Work request ▸
Could you copy every entry exactly, with nothing changed?

The input ▸
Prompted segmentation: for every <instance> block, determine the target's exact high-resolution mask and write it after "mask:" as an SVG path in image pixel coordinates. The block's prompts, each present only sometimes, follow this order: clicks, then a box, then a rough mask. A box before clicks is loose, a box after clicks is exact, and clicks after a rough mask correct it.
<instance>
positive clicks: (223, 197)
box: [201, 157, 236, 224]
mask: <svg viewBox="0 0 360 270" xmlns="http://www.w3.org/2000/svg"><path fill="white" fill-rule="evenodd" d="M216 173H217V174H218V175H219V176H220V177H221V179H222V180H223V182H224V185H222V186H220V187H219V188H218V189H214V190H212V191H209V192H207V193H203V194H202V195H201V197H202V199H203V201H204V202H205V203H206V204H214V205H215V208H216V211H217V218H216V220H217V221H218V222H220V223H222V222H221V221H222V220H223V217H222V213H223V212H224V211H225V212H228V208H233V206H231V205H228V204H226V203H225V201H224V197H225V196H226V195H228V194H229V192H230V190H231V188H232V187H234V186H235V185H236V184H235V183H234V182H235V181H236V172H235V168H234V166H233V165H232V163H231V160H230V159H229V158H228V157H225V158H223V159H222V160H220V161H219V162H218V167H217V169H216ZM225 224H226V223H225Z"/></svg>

Exercise output ▸
Prompted segmentation: for every <instance> block, determine the target's exact high-resolution mask and write it after "mask:" as an SVG path in image pixel coordinates. The block's prompts, each present only sometimes, follow this order: clicks, then a box, then a rough mask. A box before clicks is loose, a box after clicks is exact, and clicks after a rough mask correct it.
<instance>
positive clicks: (223, 197)
box: [201, 157, 236, 224]
mask: <svg viewBox="0 0 360 270" xmlns="http://www.w3.org/2000/svg"><path fill="white" fill-rule="evenodd" d="M216 173H217V174H218V175H219V176H220V177H221V179H222V180H223V182H224V185H222V186H220V187H219V188H218V189H214V190H212V191H209V192H207V193H203V194H202V195H201V197H202V199H203V201H204V202H205V203H206V204H214V205H215V208H216V211H217V218H216V220H217V221H218V222H220V223H222V222H221V221H222V220H223V217H222V213H223V212H224V211H225V212H228V208H233V206H231V205H228V204H226V203H225V201H224V197H225V196H226V195H228V194H229V192H230V190H231V188H232V187H234V186H235V185H236V184H235V183H234V182H235V181H236V172H235V168H234V166H233V165H232V163H231V160H230V159H229V158H228V157H225V158H223V159H222V160H220V161H219V162H218V167H217V169H216ZM225 224H226V223H225Z"/></svg>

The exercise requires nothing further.